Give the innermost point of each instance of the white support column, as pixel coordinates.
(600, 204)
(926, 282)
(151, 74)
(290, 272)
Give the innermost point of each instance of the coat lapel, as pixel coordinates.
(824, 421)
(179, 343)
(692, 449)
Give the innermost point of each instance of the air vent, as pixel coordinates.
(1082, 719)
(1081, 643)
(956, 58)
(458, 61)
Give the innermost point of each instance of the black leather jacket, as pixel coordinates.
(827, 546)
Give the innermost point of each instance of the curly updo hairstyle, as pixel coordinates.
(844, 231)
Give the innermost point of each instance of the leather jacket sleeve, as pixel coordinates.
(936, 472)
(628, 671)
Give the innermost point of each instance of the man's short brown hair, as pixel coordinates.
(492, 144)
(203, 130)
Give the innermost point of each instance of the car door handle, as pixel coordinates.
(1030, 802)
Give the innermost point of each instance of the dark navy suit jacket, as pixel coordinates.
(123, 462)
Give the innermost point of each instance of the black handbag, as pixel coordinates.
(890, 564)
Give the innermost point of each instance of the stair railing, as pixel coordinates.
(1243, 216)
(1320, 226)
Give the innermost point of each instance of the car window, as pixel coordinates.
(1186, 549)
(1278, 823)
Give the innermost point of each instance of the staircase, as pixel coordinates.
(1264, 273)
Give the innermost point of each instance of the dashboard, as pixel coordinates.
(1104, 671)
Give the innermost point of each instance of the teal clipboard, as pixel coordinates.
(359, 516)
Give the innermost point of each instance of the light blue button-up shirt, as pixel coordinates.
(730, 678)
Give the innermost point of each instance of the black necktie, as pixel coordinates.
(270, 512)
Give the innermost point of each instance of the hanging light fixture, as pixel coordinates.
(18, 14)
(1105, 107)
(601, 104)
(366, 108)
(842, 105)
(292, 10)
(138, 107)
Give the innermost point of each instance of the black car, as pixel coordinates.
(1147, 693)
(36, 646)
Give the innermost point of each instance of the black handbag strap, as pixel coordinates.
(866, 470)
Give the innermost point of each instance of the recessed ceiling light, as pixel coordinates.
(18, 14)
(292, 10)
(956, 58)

EXERCISE PROMPT = Type out all of the material again, word for word.

RESULT FOR THIS TASK =
Give the innermost point of each instance of the white support column, as pixel coordinates.
(600, 204)
(926, 282)
(151, 74)
(290, 272)
Give the innermost point of each instance of the coat lapel, as pixel coordinates.
(824, 421)
(179, 343)
(692, 449)
Give the innermost point of each instance of the air vent, as pixel coordinates.
(1082, 719)
(1081, 643)
(956, 58)
(458, 61)
Give the innermost point of each instance of the black leather jacket, as pixel coordinates.
(827, 546)
Give the innermost point of each instance of the curly updo hairstyle, as pixel coordinates.
(844, 231)
Give the innermost point of each instance of the leather jacket sleeve, as pixel coordinates.
(936, 472)
(628, 671)
Give the innermost point of each instance of the man's short brown hair, as pixel coordinates.
(492, 144)
(203, 130)
Give the innermost point of each instance of the car door handle, as pixel coordinates.
(1030, 802)
Give the innermost point of each instance of the dark navy suit jacket, as pixel coordinates.
(123, 462)
Give the innermost point of each instance of the black handbag, as pixel coordinates.
(890, 564)
Give the innermost point of each instance of the stair railing, as pixel coordinates.
(1243, 216)
(1320, 226)
Give the innermost point of each instance of the car window, as pixel coordinates.
(1186, 549)
(1278, 823)
Give the innermost point of each instance of the staircase, as pixel coordinates.
(1264, 273)
Give the innermost point of each instance of the dashboard, as pixel coordinates.
(1104, 671)
Give the innermost point of each instance of the teal clipboard, as pixel coordinates.
(359, 516)
Give the innermost point of each instance of the light blue button-up shirt, as pixel coordinates.
(730, 678)
Give the innermost point of each instance of the black necktie, as pixel coordinates.
(270, 512)
Give the innermost point of each instance of the hanging light fixture, as pixel coordinates.
(18, 14)
(1105, 107)
(601, 104)
(366, 108)
(842, 105)
(292, 10)
(138, 107)
Give the innermost point of each instance of the black car, as pixel coordinates.
(1147, 693)
(36, 646)
Give the innermost point of each instance of the black handbag strap, as pixel coordinates.
(866, 470)
Give the innermost point of each instance of the recessed ceiling light, as pixel coordinates.
(18, 14)
(292, 10)
(956, 58)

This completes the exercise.